Goal of the exercise :: Using the records below, write out the line with "Query: black leash" and each line after it through the final one, exactly, and only those.

Point-per-instance localization data:
"""

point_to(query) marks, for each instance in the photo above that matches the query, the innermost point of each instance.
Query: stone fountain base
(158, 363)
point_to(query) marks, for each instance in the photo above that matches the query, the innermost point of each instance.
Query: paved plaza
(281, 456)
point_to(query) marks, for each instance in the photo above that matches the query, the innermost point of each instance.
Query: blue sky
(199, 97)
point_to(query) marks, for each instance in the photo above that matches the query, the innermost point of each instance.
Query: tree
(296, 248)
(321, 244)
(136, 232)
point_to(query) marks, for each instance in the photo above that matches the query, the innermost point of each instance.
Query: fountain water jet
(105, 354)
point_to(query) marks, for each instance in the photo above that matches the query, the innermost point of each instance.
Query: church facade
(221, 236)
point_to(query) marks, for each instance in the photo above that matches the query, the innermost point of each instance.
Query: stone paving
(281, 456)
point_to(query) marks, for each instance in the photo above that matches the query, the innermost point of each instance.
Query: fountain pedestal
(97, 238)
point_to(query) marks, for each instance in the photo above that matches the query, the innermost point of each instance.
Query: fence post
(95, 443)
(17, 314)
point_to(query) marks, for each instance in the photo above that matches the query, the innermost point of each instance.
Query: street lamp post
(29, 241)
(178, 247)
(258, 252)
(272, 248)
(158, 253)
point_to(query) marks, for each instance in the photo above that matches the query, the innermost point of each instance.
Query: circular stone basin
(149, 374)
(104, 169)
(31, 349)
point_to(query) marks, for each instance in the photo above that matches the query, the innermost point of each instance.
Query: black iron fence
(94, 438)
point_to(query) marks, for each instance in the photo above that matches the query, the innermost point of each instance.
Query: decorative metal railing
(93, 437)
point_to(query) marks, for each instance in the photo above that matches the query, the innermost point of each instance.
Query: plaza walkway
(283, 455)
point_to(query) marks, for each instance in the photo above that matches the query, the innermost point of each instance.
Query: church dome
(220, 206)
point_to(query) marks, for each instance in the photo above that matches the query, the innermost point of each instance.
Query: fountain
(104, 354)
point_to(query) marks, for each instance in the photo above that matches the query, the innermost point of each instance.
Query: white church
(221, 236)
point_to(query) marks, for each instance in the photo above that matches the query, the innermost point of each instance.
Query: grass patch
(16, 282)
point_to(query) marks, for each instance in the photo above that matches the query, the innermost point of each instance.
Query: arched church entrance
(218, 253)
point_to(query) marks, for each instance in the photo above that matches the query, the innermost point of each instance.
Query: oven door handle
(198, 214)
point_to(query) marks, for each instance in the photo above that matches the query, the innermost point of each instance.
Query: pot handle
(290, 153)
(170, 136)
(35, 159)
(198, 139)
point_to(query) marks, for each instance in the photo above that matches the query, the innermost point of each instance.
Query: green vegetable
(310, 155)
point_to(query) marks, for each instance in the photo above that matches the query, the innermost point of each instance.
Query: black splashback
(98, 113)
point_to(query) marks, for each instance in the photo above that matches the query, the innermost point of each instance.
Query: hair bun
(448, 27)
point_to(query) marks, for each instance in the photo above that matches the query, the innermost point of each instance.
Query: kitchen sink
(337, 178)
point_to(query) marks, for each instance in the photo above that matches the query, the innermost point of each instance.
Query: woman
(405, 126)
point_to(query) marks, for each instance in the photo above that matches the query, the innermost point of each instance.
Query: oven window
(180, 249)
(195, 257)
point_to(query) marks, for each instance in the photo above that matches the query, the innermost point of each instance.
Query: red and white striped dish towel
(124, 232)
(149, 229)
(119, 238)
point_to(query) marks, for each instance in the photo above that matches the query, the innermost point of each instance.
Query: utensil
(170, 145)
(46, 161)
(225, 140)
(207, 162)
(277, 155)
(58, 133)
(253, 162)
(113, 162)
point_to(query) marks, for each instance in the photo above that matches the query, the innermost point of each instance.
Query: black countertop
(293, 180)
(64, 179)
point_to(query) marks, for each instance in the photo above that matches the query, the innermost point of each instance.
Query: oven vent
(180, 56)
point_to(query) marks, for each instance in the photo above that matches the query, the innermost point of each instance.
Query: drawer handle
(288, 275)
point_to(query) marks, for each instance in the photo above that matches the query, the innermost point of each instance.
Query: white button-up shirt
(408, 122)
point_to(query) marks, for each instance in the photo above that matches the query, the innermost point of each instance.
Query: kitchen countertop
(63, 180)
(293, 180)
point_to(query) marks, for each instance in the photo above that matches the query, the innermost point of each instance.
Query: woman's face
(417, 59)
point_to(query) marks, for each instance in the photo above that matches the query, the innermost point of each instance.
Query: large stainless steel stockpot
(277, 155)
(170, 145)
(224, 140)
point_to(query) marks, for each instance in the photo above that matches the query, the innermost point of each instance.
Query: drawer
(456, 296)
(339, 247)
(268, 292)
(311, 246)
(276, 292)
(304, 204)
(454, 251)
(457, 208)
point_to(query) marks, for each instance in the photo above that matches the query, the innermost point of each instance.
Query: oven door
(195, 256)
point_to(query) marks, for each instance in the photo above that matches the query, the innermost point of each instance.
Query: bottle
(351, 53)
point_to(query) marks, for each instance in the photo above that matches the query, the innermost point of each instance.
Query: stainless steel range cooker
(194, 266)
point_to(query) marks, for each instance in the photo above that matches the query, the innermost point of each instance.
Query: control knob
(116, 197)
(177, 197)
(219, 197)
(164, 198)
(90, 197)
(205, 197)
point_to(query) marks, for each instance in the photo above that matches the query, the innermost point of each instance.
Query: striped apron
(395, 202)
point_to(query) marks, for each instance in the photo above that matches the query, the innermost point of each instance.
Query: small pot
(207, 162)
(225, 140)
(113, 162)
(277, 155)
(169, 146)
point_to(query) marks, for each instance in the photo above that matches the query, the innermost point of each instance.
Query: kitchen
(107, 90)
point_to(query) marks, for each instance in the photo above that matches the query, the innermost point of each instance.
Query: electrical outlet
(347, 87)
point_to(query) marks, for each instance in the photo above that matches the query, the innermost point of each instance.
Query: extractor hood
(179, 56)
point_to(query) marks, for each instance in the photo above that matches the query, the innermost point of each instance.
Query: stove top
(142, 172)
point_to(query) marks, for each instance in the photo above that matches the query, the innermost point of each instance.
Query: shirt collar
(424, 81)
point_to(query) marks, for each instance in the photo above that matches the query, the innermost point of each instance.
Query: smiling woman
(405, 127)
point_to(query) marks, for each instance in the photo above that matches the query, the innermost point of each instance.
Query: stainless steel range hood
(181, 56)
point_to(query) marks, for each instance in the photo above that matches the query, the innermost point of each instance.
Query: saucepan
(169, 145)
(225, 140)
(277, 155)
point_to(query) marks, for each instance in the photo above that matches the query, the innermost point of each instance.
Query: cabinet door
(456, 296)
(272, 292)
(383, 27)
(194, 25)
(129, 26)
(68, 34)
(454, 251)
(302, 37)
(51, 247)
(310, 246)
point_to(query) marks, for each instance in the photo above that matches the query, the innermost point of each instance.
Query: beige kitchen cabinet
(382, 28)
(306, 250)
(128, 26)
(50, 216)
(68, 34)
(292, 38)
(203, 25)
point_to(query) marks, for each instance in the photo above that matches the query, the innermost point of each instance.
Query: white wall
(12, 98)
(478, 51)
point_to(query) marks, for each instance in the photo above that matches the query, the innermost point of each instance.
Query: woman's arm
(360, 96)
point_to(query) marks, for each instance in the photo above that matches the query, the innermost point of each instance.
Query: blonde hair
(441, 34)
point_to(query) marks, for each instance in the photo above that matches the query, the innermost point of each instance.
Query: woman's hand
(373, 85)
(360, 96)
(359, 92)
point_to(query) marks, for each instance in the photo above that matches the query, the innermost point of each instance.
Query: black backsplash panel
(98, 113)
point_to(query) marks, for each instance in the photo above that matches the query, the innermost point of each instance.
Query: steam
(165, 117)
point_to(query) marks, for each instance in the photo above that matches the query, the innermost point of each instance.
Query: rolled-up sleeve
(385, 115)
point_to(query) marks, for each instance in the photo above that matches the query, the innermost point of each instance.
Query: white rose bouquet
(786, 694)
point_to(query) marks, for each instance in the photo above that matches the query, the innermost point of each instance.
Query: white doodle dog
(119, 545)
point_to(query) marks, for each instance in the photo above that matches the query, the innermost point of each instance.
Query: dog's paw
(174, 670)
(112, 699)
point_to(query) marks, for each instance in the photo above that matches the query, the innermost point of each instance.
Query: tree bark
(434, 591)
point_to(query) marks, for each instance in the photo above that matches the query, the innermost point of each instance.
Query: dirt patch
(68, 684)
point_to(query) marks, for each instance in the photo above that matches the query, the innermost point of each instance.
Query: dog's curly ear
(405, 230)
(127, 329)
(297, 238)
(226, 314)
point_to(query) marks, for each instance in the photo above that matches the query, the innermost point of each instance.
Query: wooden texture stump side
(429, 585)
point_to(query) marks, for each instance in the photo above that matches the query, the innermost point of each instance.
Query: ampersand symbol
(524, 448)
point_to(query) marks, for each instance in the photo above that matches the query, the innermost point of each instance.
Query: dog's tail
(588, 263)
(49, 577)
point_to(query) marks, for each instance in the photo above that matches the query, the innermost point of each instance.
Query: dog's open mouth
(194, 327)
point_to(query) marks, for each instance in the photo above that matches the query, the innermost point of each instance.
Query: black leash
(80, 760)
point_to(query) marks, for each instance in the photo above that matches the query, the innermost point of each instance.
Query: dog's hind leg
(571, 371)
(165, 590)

"""

Exercise result ::
Query: black leash
(80, 760)
point_to(query) marks, for each instance in the photo above that matches the query, the innermost point of each instance.
Query: dog's hind leg
(571, 371)
(165, 590)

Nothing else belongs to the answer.